[Object pointing dataset rows]
"""

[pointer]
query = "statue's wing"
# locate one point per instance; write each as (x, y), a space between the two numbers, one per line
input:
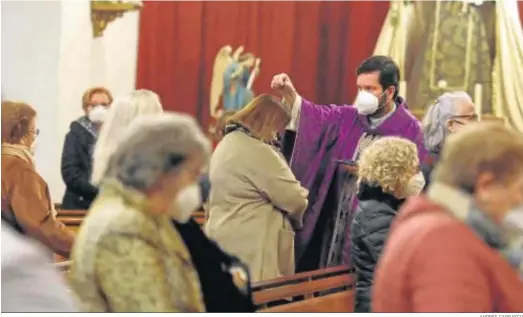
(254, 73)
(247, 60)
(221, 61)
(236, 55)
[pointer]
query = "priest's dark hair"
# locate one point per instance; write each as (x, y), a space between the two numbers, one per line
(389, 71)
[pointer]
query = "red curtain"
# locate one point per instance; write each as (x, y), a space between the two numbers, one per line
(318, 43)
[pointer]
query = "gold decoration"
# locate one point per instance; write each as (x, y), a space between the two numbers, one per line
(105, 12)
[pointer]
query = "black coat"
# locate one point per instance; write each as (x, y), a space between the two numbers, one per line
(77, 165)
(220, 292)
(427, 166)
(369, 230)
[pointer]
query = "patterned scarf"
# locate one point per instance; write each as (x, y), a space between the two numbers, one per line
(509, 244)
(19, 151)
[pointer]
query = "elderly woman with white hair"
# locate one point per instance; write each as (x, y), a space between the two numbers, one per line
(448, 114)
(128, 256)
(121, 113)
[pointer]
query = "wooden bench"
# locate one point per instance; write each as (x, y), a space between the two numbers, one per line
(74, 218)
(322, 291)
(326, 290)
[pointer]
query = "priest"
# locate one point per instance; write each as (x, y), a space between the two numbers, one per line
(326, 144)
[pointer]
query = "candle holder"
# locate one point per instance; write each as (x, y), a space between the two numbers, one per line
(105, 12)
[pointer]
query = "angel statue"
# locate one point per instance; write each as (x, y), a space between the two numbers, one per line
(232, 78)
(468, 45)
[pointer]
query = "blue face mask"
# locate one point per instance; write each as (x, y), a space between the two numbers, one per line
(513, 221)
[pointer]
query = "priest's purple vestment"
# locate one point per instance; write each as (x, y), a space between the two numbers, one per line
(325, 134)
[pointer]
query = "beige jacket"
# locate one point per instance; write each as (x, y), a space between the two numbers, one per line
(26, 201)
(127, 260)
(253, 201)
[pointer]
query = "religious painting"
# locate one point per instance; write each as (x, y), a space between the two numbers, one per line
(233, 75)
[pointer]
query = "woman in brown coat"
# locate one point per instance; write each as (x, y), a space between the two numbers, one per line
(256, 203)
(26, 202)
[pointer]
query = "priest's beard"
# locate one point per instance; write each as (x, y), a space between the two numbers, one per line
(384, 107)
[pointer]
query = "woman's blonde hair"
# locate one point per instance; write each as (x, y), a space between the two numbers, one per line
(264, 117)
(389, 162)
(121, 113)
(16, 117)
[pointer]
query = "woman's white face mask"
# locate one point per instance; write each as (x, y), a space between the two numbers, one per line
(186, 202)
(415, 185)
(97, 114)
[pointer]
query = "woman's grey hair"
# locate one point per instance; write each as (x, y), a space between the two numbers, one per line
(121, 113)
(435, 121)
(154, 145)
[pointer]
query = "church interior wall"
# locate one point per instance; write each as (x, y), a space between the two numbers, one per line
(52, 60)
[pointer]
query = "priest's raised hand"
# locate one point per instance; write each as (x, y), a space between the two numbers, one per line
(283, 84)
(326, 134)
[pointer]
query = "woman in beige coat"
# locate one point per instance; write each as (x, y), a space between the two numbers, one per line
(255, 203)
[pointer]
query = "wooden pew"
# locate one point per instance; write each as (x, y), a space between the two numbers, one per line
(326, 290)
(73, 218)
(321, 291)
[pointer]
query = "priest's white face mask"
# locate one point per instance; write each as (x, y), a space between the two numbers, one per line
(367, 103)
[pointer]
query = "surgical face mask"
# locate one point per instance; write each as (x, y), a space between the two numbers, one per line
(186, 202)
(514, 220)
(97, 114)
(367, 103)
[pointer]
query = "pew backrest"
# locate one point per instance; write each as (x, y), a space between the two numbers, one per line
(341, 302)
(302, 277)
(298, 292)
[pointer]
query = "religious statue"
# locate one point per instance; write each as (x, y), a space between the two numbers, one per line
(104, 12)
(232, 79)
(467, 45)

"""

> _Task_
Print the records above exactly as they stand, but leave out the pictures.

> _Answer to this task_
[pointer]
query = "statue's wing"
# locate one point per instance; write each as (x, y), a space between the two numbers, one per line
input:
(254, 73)
(247, 60)
(221, 61)
(236, 55)
[pointer]
query = "priest's dark hair"
# locate one point per instance; write each as (x, y), a space between the two numbers, one per line
(389, 71)
[pointer]
query = "red curtain"
# locate one point per instance; write each as (x, y), a space between the two numbers, one per line
(318, 43)
[pointer]
query = "gold decoration"
# locate one point per instance; write each as (x, y), a space between the two numbers, one per line
(105, 12)
[pointer]
query = "black coat"
# locate one point per instance; write each as (x, y), a space between the two numbers, one per line
(77, 165)
(220, 292)
(427, 166)
(369, 230)
[pointer]
query = "patterned scarf"
# locate one point per instance; write each as (x, y), a space between the two numbers, one per line
(509, 244)
(19, 151)
[pointer]
query = "elderly woman with white hair"
# locate one point per instance; write each as (x, y), a space between the two numbers, one per line
(448, 114)
(128, 256)
(121, 113)
[pointer]
query = "wooden bench"
# locate one point per instance; write each as (x, y), a space between the two numbers, one per line
(74, 218)
(322, 291)
(326, 290)
[pointer]
query = "priest"
# locate one point per instance; write each as (x, y), a space between the two numbers, one per line
(326, 144)
[pointer]
query = "candle holder"
# locate one point per instance; write each as (x, y), a space between the two numbers, one per line
(105, 12)
[pointer]
query = "angel statue"
# locate one point per instance; write each as (x, y), a space between the two numbers, one per line
(232, 78)
(468, 45)
[pointer]
query = "blue face mask"
# locate one point per instance; write each as (x, y), a space between the two numbers, one per line
(513, 221)
[pointer]
query = "priest's purple vestment"
# locate one point per instance; write each as (x, y), a space between the two numbers, one per line
(325, 134)
[pointer]
query = "beige jacket"
# locate one point per instance; write each as (x, y), a space between the two numbers, one per line
(26, 201)
(127, 260)
(253, 201)
[pointer]
query = "religious painting"
# locate one point per instance; write each as (x, y), a space between the two numbers, one per line
(233, 75)
[pointer]
query = "woman in brown coat"
# locate one point per instance; write each as (x, y), a space between the two numbers, one per line
(256, 203)
(26, 202)
[pointer]
query = "priest's beard"
# locate one point per instance; write each as (x, y), a space between the two numbers, one per line
(384, 107)
[pointer]
query = "woman's blonde hair"
# locate one point per instance; write each as (x, y), a space between the two numbers, one per line
(264, 117)
(389, 162)
(121, 113)
(16, 117)
[pointer]
query = "woman's white face mask"
# locate one point per instance; write each as (x, y), a space between the two numbers, one per line
(186, 202)
(415, 185)
(97, 114)
[pointer]
query = "woman's grey hair"
# locate one point per instance; write each as (x, y), a space between the two numbers, one per line
(121, 113)
(435, 121)
(154, 145)
[pointer]
query = "church interior wall"
# locate one point per instance; write each as (x, y), a space between the two numbers, one per line
(52, 60)
[pointer]
query = "priest's raised hand"
# locate one point per instance; write each as (x, y), a space between the two numbers, one per line
(283, 84)
(326, 134)
[pointer]
query = "woman in beige coat"
# locate one point per instance; write each as (x, y), a space between the two numbers, one per line
(255, 203)
[pointer]
query = "wooden pew"
# locate one point per instance; write each as (x, y), a space between the two numbers, one per line
(326, 290)
(73, 218)
(321, 291)
[pointer]
query = "priest's white face mask"
# locate one point per instance; write each as (x, y), a space between the two numbers, one per line
(367, 103)
[pointer]
query = "surgical face mask"
# locate one point per instance; write each as (x, y), a space between the two numbers, one per line
(186, 202)
(514, 220)
(97, 114)
(367, 103)
[pointer]
query = "pew backrest"
# locate one point per instance; write each as (x, y), a space between the two numbers, one per line
(341, 302)
(302, 277)
(298, 292)
[pointer]
query = "religious statue"
# locate one point per instance; write each as (x, y), a space between the two numbers, one per line
(104, 12)
(232, 79)
(467, 45)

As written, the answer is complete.